* [Saved entries]:

·····

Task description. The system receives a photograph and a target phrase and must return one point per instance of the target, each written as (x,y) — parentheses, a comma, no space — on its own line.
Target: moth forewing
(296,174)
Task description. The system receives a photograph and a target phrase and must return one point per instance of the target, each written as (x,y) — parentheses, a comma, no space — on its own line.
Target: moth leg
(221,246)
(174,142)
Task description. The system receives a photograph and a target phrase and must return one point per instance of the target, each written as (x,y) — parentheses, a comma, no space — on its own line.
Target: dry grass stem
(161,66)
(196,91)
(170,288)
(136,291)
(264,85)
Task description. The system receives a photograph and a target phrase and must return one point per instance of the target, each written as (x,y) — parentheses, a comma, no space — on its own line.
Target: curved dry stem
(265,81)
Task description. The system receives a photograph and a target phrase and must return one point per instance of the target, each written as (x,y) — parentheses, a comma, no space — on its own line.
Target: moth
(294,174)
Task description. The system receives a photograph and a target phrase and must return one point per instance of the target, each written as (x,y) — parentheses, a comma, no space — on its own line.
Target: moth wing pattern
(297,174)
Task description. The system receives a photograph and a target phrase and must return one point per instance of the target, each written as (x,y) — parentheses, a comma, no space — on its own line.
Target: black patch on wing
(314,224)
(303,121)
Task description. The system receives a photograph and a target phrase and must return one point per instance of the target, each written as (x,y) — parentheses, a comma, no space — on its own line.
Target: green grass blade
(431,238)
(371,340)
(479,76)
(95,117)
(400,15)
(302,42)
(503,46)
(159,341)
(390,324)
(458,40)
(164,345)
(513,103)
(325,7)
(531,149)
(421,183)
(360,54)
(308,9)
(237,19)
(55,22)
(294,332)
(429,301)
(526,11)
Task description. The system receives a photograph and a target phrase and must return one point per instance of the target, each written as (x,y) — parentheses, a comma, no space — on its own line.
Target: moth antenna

·····

* [GIVEN PROBLEM]:
State how many lines of the items above contain the string "grass", and reply with the number alone.

* [EXPECTED OUTPUT]:
2